▶ [The exercise]:
Please locate every line in the items below that contains the string "park" and copy each of those lines. Case counts.

Region segmentation data:

::::

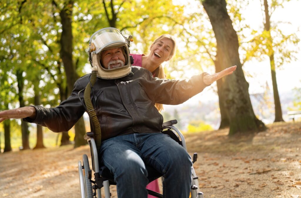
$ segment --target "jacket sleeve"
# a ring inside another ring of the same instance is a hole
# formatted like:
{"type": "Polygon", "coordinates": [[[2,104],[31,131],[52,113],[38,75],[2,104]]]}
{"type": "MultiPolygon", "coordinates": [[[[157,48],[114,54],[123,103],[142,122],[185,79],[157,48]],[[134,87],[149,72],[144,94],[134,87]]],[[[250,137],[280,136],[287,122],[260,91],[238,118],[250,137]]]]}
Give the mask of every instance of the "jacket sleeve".
{"type": "Polygon", "coordinates": [[[82,88],[82,86],[76,82],[71,95],[59,106],[52,108],[34,106],[36,110],[36,119],[31,120],[27,117],[24,120],[46,127],[54,132],[67,131],[85,110],[78,95],[79,92],[82,88]]]}
{"type": "Polygon", "coordinates": [[[205,84],[203,81],[203,76],[206,74],[207,73],[204,73],[193,76],[188,80],[182,80],[148,76],[147,82],[142,86],[154,102],[164,104],[178,104],[210,85],[205,84]]]}

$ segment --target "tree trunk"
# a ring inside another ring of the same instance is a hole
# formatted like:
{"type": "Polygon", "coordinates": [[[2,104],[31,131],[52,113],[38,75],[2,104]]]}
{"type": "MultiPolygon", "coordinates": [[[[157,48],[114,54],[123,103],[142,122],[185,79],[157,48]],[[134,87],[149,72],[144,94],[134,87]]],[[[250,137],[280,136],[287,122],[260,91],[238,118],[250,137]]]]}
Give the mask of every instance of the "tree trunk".
{"type": "Polygon", "coordinates": [[[11,121],[9,119],[4,120],[4,152],[11,151],[11,121]]]}
{"type": "Polygon", "coordinates": [[[250,133],[265,129],[256,117],[249,94],[238,54],[238,38],[226,8],[225,0],[205,0],[207,12],[217,43],[216,60],[221,70],[236,65],[231,75],[222,79],[221,88],[223,103],[229,119],[229,135],[250,133]]]}
{"type": "MultiPolygon", "coordinates": [[[[68,92],[69,94],[73,89],[74,83],[79,77],[76,73],[76,70],[72,59],[73,37],[72,23],[73,3],[72,1],[69,1],[66,2],[64,8],[60,13],[62,27],[61,37],[60,41],[61,45],[60,55],[64,64],[67,78],[68,92]]],[[[84,135],[85,133],[84,119],[80,119],[75,124],[75,136],[77,136],[77,138],[83,139],[84,135]]],[[[75,147],[84,145],[86,144],[86,142],[85,141],[84,143],[82,141],[77,141],[76,143],[78,144],[76,144],[74,145],[75,147]]]]}
{"type": "Polygon", "coordinates": [[[272,75],[272,82],[273,84],[273,91],[274,95],[274,103],[275,104],[275,120],[274,122],[284,122],[282,118],[282,110],[281,109],[281,104],[279,97],[278,87],[277,86],[277,81],[276,80],[276,71],[275,70],[275,61],[274,59],[274,51],[273,49],[273,39],[271,35],[270,29],[271,27],[271,22],[270,18],[271,16],[268,13],[268,5],[267,0],[264,0],[263,4],[264,5],[265,15],[265,22],[264,24],[265,30],[268,33],[268,39],[270,46],[268,49],[269,50],[269,56],[270,58],[270,63],[271,66],[271,72],[272,75]]]}
{"type": "MultiPolygon", "coordinates": [[[[41,94],[38,90],[38,87],[37,85],[34,85],[35,91],[35,105],[39,105],[41,104],[41,94]]],[[[43,129],[42,126],[39,124],[37,125],[37,143],[36,146],[33,148],[45,148],[43,143],[43,129]]]]}
{"type": "MultiPolygon", "coordinates": [[[[23,71],[19,69],[17,72],[17,80],[18,81],[18,88],[20,107],[25,106],[24,101],[23,99],[23,88],[24,86],[24,79],[22,76],[23,71]]],[[[22,145],[23,149],[29,149],[29,131],[27,122],[24,122],[21,119],[21,129],[22,133],[22,145]]]]}

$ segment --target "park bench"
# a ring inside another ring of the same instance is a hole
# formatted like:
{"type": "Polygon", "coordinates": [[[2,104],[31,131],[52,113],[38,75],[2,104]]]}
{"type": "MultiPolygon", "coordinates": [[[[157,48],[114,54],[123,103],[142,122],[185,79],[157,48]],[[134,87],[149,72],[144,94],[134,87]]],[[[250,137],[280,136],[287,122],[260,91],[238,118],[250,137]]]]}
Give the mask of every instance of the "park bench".
{"type": "Polygon", "coordinates": [[[288,117],[293,119],[293,121],[295,121],[295,119],[301,117],[301,111],[291,111],[287,112],[288,117]]]}

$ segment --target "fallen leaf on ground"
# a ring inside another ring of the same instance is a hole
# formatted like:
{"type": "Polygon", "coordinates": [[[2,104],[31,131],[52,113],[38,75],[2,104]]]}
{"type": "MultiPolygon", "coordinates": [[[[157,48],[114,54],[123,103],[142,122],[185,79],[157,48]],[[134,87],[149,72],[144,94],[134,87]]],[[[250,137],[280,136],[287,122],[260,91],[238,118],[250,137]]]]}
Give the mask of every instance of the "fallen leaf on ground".
{"type": "Polygon", "coordinates": [[[294,185],[301,185],[301,181],[296,181],[296,183],[294,184],[294,185]]]}
{"type": "Polygon", "coordinates": [[[291,195],[290,196],[294,198],[298,198],[299,197],[298,195],[291,195]]]}
{"type": "Polygon", "coordinates": [[[267,185],[268,185],[268,184],[265,184],[265,183],[264,183],[263,184],[262,184],[261,185],[260,185],[260,186],[259,186],[259,187],[265,187],[267,185]]]}

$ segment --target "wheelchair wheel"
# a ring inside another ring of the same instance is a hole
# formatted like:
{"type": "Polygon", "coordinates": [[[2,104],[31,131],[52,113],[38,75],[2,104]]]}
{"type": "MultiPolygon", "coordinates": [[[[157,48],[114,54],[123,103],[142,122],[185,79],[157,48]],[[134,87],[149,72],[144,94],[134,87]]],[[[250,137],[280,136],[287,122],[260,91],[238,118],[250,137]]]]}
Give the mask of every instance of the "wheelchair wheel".
{"type": "Polygon", "coordinates": [[[84,164],[84,187],[85,189],[85,195],[86,198],[93,198],[93,191],[92,190],[92,184],[89,178],[89,170],[90,168],[89,166],[88,157],[85,154],[82,155],[82,162],[84,164]]]}

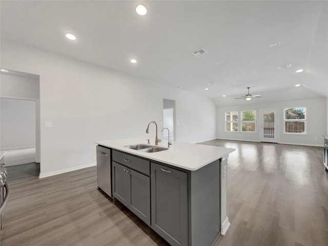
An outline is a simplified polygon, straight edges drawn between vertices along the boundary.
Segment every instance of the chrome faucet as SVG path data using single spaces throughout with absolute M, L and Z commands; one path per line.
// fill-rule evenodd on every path
M 169 132 L 169 141 L 168 142 L 168 147 L 170 148 L 170 146 L 172 145 L 172 142 L 170 141 L 170 130 L 169 130 L 169 128 L 168 128 L 167 127 L 165 127 L 162 129 L 162 132 L 163 132 L 163 130 L 164 129 L 168 129 L 168 132 Z
M 153 120 L 152 121 L 150 121 L 148 123 L 148 126 L 147 127 L 147 129 L 146 130 L 146 133 L 149 133 L 149 125 L 151 123 L 154 123 L 156 126 L 156 138 L 155 139 L 155 145 L 158 145 L 158 142 L 161 142 L 162 140 L 157 137 L 157 124 L 155 120 Z

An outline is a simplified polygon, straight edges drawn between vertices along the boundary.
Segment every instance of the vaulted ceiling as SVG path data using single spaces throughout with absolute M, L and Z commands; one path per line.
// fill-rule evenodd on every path
M 144 16 L 135 12 L 139 3 Z M 2 1 L 0 11 L 2 39 L 192 91 L 218 106 L 246 103 L 234 98 L 248 87 L 262 97 L 247 103 L 328 97 L 326 1 Z M 196 57 L 199 49 L 208 53 Z

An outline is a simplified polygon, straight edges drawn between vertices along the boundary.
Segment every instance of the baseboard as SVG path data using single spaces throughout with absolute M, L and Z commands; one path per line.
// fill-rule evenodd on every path
M 28 149 L 29 148 L 35 148 L 35 145 L 27 145 L 26 146 L 16 146 L 15 147 L 2 148 L 1 151 L 3 150 L 20 150 L 22 149 Z
M 46 178 L 47 177 L 50 177 L 51 176 L 56 175 L 57 174 L 60 174 L 61 173 L 68 173 L 69 172 L 72 172 L 72 171 L 78 170 L 79 169 L 83 169 L 84 168 L 90 168 L 90 167 L 94 167 L 97 165 L 96 162 L 89 163 L 89 164 L 86 164 L 85 165 L 77 166 L 73 167 L 72 168 L 65 168 L 65 169 L 60 169 L 59 170 L 53 171 L 52 172 L 48 172 L 47 173 L 40 173 L 39 175 L 39 178 Z
M 299 142 L 278 142 L 280 145 L 301 145 L 302 146 L 313 146 L 314 147 L 323 147 L 323 145 L 314 145 L 313 144 L 302 144 Z
M 223 221 L 223 223 L 221 224 L 221 235 L 224 236 L 225 235 L 228 229 L 230 227 L 230 222 L 228 217 L 225 218 L 225 219 Z
M 222 139 L 222 140 L 234 140 L 234 141 L 245 141 L 245 142 L 259 142 L 261 141 L 259 140 L 240 139 L 237 139 L 237 138 L 222 138 L 222 137 L 217 137 L 216 139 Z

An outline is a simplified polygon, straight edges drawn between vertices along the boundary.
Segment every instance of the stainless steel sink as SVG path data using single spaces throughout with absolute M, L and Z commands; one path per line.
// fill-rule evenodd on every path
M 158 152 L 158 151 L 162 151 L 163 150 L 168 150 L 168 148 L 161 147 L 159 146 L 152 146 L 149 145 L 145 145 L 144 144 L 138 144 L 137 145 L 126 145 L 125 148 L 132 149 L 132 150 L 138 150 L 143 152 Z
M 148 148 L 147 149 L 141 149 L 141 150 L 139 150 L 140 151 L 142 151 L 143 152 L 148 152 L 148 153 L 153 153 L 153 152 L 158 152 L 159 151 L 162 151 L 163 150 L 168 150 L 168 148 L 165 147 L 151 147 Z
M 152 146 L 149 145 L 145 145 L 144 144 L 139 144 L 137 145 L 126 145 L 124 146 L 126 148 L 128 148 L 129 149 L 132 149 L 133 150 L 139 150 L 142 149 L 146 149 L 147 148 L 151 148 Z

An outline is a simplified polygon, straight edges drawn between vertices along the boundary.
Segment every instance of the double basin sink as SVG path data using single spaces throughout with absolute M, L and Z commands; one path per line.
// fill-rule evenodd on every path
M 163 150 L 168 150 L 168 148 L 153 146 L 149 145 L 145 145 L 144 144 L 138 144 L 137 145 L 126 145 L 124 146 L 126 148 L 129 149 L 132 149 L 132 150 L 138 150 L 139 151 L 142 151 L 143 152 L 153 153 L 158 152 L 159 151 L 162 151 Z

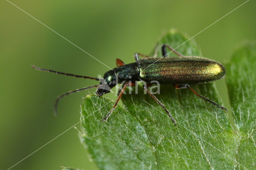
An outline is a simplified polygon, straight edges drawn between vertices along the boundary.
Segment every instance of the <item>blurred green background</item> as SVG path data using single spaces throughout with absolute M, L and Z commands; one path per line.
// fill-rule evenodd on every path
M 245 1 L 11 2 L 112 68 L 116 58 L 128 63 L 136 52 L 148 53 L 170 28 L 192 37 Z M 63 99 L 55 117 L 57 96 L 98 83 L 41 72 L 31 64 L 93 77 L 109 69 L 8 1 L 0 3 L 0 165 L 7 169 L 79 121 L 82 97 L 95 89 Z M 249 1 L 195 37 L 203 55 L 224 63 L 240 43 L 256 39 L 256 6 Z M 228 108 L 224 80 L 216 83 Z M 105 97 L 116 98 L 112 94 Z M 13 169 L 96 169 L 77 133 L 71 128 Z

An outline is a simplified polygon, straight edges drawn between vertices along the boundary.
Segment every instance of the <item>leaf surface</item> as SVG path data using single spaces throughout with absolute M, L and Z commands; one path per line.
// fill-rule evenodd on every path
M 171 30 L 160 38 L 150 54 L 161 56 L 162 44 L 176 48 L 187 40 L 176 30 Z M 237 133 L 234 132 L 224 111 L 188 89 L 178 90 L 170 85 L 161 85 L 160 94 L 156 95 L 176 121 L 177 125 L 174 126 L 164 111 L 144 93 L 141 85 L 137 94 L 135 94 L 135 87 L 128 87 L 127 94 L 121 98 L 124 109 L 118 106 L 107 122 L 101 120 L 114 102 L 95 95 L 85 98 L 81 107 L 80 136 L 92 160 L 102 169 L 232 169 L 244 166 L 251 169 L 256 157 L 253 130 L 255 128 L 255 73 L 250 69 L 250 79 L 245 81 L 248 77 L 246 77 L 239 80 L 237 76 L 247 74 L 236 64 L 247 61 L 252 68 L 255 67 L 256 52 L 254 50 L 250 53 L 253 49 L 246 51 L 254 57 L 254 63 L 250 63 L 250 58 L 243 60 L 248 54 L 238 51 L 241 54 L 236 53 L 230 63 L 232 64 L 226 68 L 226 81 L 239 129 Z M 176 49 L 184 55 L 202 55 L 190 41 Z M 178 57 L 172 53 L 168 55 Z M 246 89 L 248 86 L 249 89 Z M 200 94 L 222 104 L 214 83 L 192 86 Z M 129 94 L 129 90 L 132 94 Z M 243 99 L 243 104 L 239 104 Z M 250 105 L 252 101 L 254 105 Z M 244 112 L 238 112 L 241 111 Z M 244 115 L 248 111 L 250 115 Z

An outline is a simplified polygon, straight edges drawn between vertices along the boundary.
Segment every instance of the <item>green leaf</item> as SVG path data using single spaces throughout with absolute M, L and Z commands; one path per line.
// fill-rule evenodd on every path
M 227 66 L 226 82 L 236 126 L 237 161 L 256 169 L 256 43 L 246 43 L 234 53 Z M 238 164 L 239 168 L 242 168 Z
M 151 54 L 161 56 L 160 47 L 162 43 L 175 48 L 187 40 L 175 30 L 171 30 L 160 39 Z M 190 41 L 177 50 L 186 55 L 201 55 L 196 45 Z M 170 53 L 169 55 L 175 55 Z M 230 67 L 235 69 L 235 67 Z M 227 68 L 227 72 L 229 71 Z M 231 76 L 230 80 L 237 76 L 230 74 L 227 74 L 226 77 Z M 251 77 L 250 80 L 253 81 L 249 84 L 252 90 L 254 85 L 252 84 L 255 81 L 254 74 L 252 75 L 254 77 Z M 234 87 L 233 83 L 238 84 L 230 81 L 229 85 Z M 214 83 L 192 87 L 198 93 L 222 104 Z M 233 89 L 229 89 L 230 94 L 233 94 Z M 128 94 L 129 90 L 132 91 L 131 94 Z M 233 90 L 236 89 L 234 87 Z M 135 87 L 126 88 L 127 94 L 122 97 L 124 109 L 118 106 L 107 122 L 101 120 L 111 109 L 113 102 L 91 95 L 84 100 L 80 136 L 100 169 L 231 169 L 238 165 L 241 168 L 243 166 L 249 168 L 252 167 L 250 165 L 254 157 L 251 157 L 248 153 L 254 152 L 255 157 L 255 131 L 252 134 L 255 128 L 253 126 L 255 124 L 253 121 L 255 110 L 252 107 L 249 115 L 252 118 L 251 124 L 242 126 L 247 119 L 237 118 L 236 122 L 241 123 L 238 127 L 244 128 L 242 132 L 242 128 L 238 128 L 239 131 L 235 133 L 226 114 L 219 108 L 197 97 L 189 89 L 176 89 L 170 85 L 161 85 L 160 94 L 156 96 L 176 121 L 177 125 L 174 126 L 162 108 L 149 95 L 144 94 L 141 85 L 139 87 L 138 94 L 135 94 Z M 249 94 L 246 97 L 249 97 Z M 252 97 L 255 91 L 253 94 L 250 101 L 244 101 L 243 104 L 248 102 L 246 106 L 250 106 L 252 101 L 255 105 L 255 99 Z M 234 103 L 240 102 L 238 101 L 240 96 L 234 97 Z M 231 102 L 233 110 L 235 111 L 232 103 Z M 246 138 L 249 136 L 250 138 Z M 248 145 L 250 147 L 245 149 Z M 247 161 L 246 153 L 252 160 L 250 163 L 244 162 Z

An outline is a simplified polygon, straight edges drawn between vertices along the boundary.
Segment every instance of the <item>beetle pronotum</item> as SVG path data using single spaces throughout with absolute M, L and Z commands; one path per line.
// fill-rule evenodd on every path
M 166 47 L 179 56 L 178 57 L 166 57 L 167 55 Z M 151 57 L 140 53 L 135 53 L 134 56 L 136 62 L 125 64 L 119 59 L 116 62 L 117 67 L 106 72 L 103 78 L 103 81 L 98 78 L 76 75 L 72 74 L 56 71 L 48 69 L 42 69 L 32 65 L 34 69 L 43 71 L 55 73 L 57 74 L 74 76 L 76 77 L 90 79 L 100 81 L 98 85 L 70 91 L 59 96 L 55 102 L 54 112 L 57 113 L 57 106 L 60 99 L 75 92 L 97 87 L 95 94 L 98 97 L 110 92 L 110 90 L 115 87 L 116 79 L 122 83 L 123 88 L 120 92 L 117 99 L 113 107 L 102 121 L 106 121 L 121 98 L 127 86 L 134 86 L 135 81 L 143 81 L 148 83 L 152 81 L 158 81 L 160 83 L 170 84 L 178 89 L 188 88 L 198 97 L 219 107 L 227 111 L 223 106 L 218 105 L 206 97 L 196 93 L 190 85 L 190 84 L 199 84 L 214 81 L 222 78 L 225 75 L 225 68 L 220 63 L 211 59 L 199 57 L 184 56 L 166 44 L 162 46 L 163 57 L 161 59 Z M 138 56 L 144 58 L 139 59 Z M 148 87 L 148 86 L 147 86 Z M 164 105 L 143 85 L 144 90 L 165 111 L 172 122 L 176 125 L 175 121 L 165 108 Z

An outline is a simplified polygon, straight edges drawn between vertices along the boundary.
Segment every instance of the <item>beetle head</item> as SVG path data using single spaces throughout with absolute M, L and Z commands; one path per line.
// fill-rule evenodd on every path
M 116 86 L 116 75 L 114 70 L 110 70 L 104 74 L 103 79 L 100 79 L 100 85 L 95 92 L 95 94 L 100 97 L 109 93 L 110 90 Z

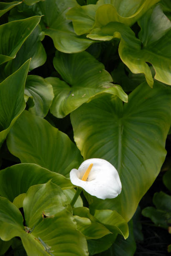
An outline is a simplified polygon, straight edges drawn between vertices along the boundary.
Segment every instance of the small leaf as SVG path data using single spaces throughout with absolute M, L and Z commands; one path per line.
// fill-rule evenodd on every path
M 30 75 L 27 77 L 25 94 L 33 97 L 34 105 L 29 106 L 29 111 L 40 117 L 48 114 L 54 97 L 51 84 L 38 76 Z
M 72 54 L 57 51 L 53 64 L 66 82 L 56 77 L 45 79 L 53 87 L 55 97 L 50 112 L 57 117 L 64 117 L 102 93 L 127 101 L 121 87 L 111 82 L 112 78 L 103 65 L 86 51 Z
M 0 195 L 14 203 L 17 197 L 27 192 L 33 185 L 47 182 L 49 180 L 61 188 L 73 187 L 69 179 L 61 174 L 50 172 L 34 164 L 19 164 L 0 172 Z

::::

▶ [Solution for this task]:
$ segment --target "park bench"
Give the mask of every instance of the "park bench".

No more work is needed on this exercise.